I have to honestly say I had never thought much about this company or even the auto group other than the parts sellers, but I do know some people that are waiting for the new 2018 Jeep redesign.  Always in search of a good Value stock, I decided to investigate. 

FCAU earned $2.04 per share in 2016 and is projecting 2017 per share earnings of $2.41 per share. Bill Miller contends that the 2018 per share earnings may look as high as $4.50 per share!  The 2017 forward PE is 4.13. If Bill Miller is correct,  the 2018 forward PE could be 2.39.  The stock is trading right now at $10.75 per share. Now you have my attention! (Flashback of Subaru stock in olden days trading at $8 per share like forever and then shooting up to $90).

Then there is the Dodge Challenger SRT Demon. It boast the highest horsepower engine of all the current muscle car group, 707 HP. Being a former 67 GTO owner I am suitably impressed and car shows and auctions are all the rage right now. 

So what about the muscular stats for FCAU stock. The company is actually trading currently at 0.76 of book value. The stock YTD is up 17.87% and up 79.47 for one year. EPS for the next 5 years is supposed to go up 18% per year.

▶ INFORMATION SUPPLIED:
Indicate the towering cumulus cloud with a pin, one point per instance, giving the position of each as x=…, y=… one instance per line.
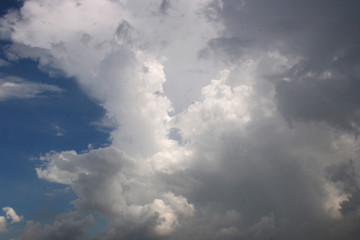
x=234, y=119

▶ EXERCISE REQUIREMENTS:
- A) In the FCAU stock piece, why is the writer suitably impressed by the Dodge Challenger SRT Demon? Answer in one to three sentences.
- B) From the FCAU stock piece, quote the passage starting with "So what about" and going on through "18% per year.".
- C) Extend the FCAU stock piece beyond its final sentence.
The listing has nothing to do with the FCAU stock piece.

▶ RESULTS OF THE EXERCISE:
- A) The Demon has the highest-horsepower engine of all current muscle cars, at 707 HP. The writer, a former 67 GTO owner, is suitably impressed by that.

- B)
So what about the muscular stats for FCAU stock. The company is actually trading currently at 0.76 of book value. The stock YTD is up 17.87% and up 79.47 for one year. EPS for the next 5 years is supposed to go up 18% per year.

- C)
The target price of the stock is $15.28 but should move higher. The Current Ratio is 1.27. The Investors Business daily has them ranked as a 72 D and the 2nd highest ranked stock in this group. 

The analysts on the stock are 8 Buy, 1 Out perform and 10 hold. (Also 5 sells, they hate the autos!). FCAU in January introduced the concept of the Electric Mini-Van.

Oh , and did I mention that this U.K. manufacturer also owns 
Alfa-Romeo, Maserati and Ferrari.
Ferrari just doubled their Net Income in the fourth quarter.  With Trump in as President of the USA, everyone is going to be rich and buying these cars.

So we buy FCAU here at $10.75, and watch the 5 Year Plan roll out, and save up the money for your new Maserati.

Sounds like a good plan to me. Let the races begin!


Sunday, January 8, 2017

"Freewilly's Stockpicker Blog - Value pick lineup for 2017. I decided to make it like an NFL team Offense with 11 Picks.Only the very best make the team."

Dow Jones Industrial Average 19,963.80 (Up) Week ending 01-06-2017

Well it is that time of year again when we put forth predictions on which Value stocks will work the best for your portfolio. I decided to keep it to the eleven best picks instead of 17 for the year number. I feel your portfolio should be more focused and concentrated to get you the best results. Pick only the best. Hard to do with the market at all-time highs.

I laid them out like a NFL Offense football team by position. Here they are:

Wide Receiver - Under Armour Inc.  (Symbol UAA)

              Tackle - Lennar Corp.   (Symbol LEN) 

              Guard - Activision- Blizzard Inc. (Symbol ATVI)

              Center - CVS Health Corp. (Symbol CVS)

              Guard  - Blackstone Group LP (Symbol BX)

               Tackle - Skyworks Solutions Inc. (Symbol SWKS)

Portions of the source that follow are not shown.